*GOAL*. Transfer the material below into your reply, from the line with "red bus, then" to the end of the material, keeping every request line and adding 60 to each bounding-box coordinate in the answers. Leave the pictures out.

*THE INPUT*.
* START *

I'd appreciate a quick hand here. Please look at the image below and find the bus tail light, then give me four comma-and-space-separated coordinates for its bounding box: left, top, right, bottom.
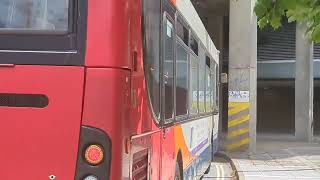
83, 175, 98, 180
75, 126, 112, 180
84, 144, 103, 165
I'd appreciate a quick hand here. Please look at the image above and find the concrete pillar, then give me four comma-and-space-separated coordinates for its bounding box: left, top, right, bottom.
295, 23, 313, 142
206, 15, 227, 144
227, 0, 257, 152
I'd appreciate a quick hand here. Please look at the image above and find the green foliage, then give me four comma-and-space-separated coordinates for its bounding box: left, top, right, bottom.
254, 0, 320, 43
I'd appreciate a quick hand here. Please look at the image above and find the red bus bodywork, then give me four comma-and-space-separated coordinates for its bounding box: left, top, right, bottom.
0, 0, 215, 180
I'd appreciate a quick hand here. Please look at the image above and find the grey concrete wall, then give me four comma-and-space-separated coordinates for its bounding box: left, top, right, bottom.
295, 23, 313, 142
228, 0, 257, 151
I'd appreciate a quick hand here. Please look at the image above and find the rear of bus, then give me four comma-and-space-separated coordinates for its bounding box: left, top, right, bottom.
0, 0, 126, 180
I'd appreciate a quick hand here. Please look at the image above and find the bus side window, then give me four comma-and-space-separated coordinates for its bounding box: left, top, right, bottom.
162, 16, 174, 123
205, 56, 212, 113
199, 48, 206, 113
176, 42, 189, 116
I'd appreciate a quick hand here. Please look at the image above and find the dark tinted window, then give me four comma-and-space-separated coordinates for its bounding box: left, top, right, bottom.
205, 56, 213, 112
176, 21, 189, 45
0, 0, 69, 32
199, 48, 206, 113
176, 43, 188, 116
189, 55, 199, 114
190, 35, 199, 55
163, 17, 174, 119
142, 0, 161, 117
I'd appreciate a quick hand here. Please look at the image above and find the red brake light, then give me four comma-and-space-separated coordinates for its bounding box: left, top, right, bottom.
84, 145, 103, 165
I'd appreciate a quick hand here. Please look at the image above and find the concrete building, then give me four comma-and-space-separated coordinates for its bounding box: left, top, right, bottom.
192, 0, 320, 151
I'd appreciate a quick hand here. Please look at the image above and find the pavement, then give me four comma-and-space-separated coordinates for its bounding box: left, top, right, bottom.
228, 134, 320, 180
202, 157, 234, 180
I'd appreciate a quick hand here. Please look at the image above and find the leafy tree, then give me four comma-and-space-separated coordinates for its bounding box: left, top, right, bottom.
254, 0, 320, 43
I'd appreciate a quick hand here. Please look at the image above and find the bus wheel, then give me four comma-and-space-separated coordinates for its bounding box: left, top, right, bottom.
174, 161, 182, 180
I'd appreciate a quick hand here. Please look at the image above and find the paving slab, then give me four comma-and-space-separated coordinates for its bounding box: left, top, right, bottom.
228, 142, 320, 180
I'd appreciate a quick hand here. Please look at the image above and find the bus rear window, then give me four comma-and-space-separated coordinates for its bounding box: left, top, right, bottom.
0, 0, 69, 33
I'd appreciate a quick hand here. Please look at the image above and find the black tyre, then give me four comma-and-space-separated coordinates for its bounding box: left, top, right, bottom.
174, 162, 182, 180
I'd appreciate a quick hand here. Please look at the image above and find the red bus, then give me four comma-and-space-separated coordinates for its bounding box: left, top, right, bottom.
0, 0, 219, 180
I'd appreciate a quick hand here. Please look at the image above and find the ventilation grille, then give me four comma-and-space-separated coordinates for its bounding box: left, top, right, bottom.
0, 93, 49, 108
132, 149, 149, 180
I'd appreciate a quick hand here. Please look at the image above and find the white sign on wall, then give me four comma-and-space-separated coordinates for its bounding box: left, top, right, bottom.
229, 91, 250, 102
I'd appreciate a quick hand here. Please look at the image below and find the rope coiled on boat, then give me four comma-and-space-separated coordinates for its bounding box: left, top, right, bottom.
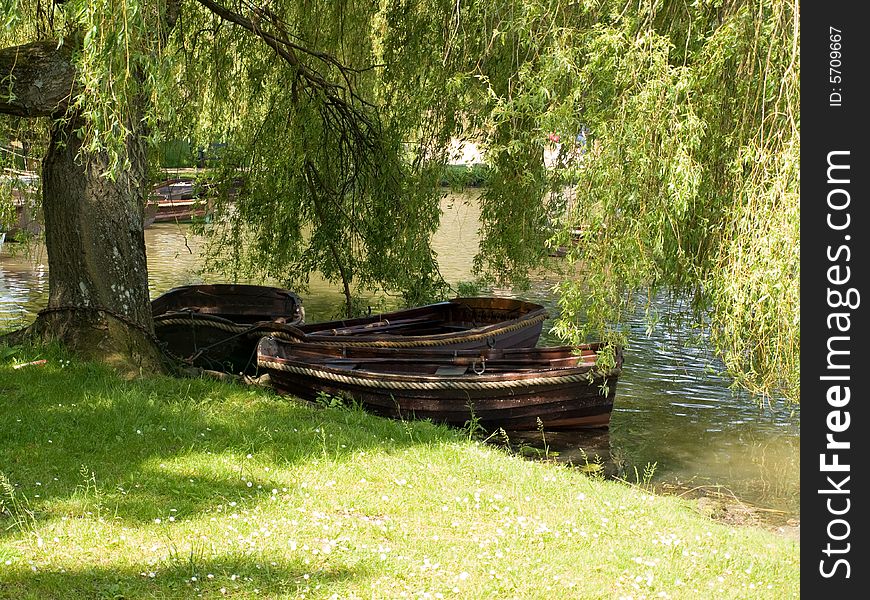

* END *

*WRITTEN ANSWER*.
I'd appreciate a quick hand here. Please look at the image above and find the red bus, then give me four comma-and-space-separated coordinates for its bounding box: left, top, right, bottom.
60, 60, 279, 240
I'd appreciate a quick hand here. Please look at the image above and find the ventilation grille, then give me four comma-and-space-separated coordinates for its bounding box: left, top, right, bottom.
60, 153, 109, 168
192, 209, 209, 240
I'd appreciate a quick hand here. Please look at the image above and find the white sign on wall, then give me four comma-and-space-separated coordinates for its bounding box: left, top, right, bottom.
289, 151, 310, 162
I'd appreciate a quick hand here. Please look at the image below and find the rope coiled on boat, then give me four comma-and-space-separated coordinates for its bounding box: left, top, right, bottom.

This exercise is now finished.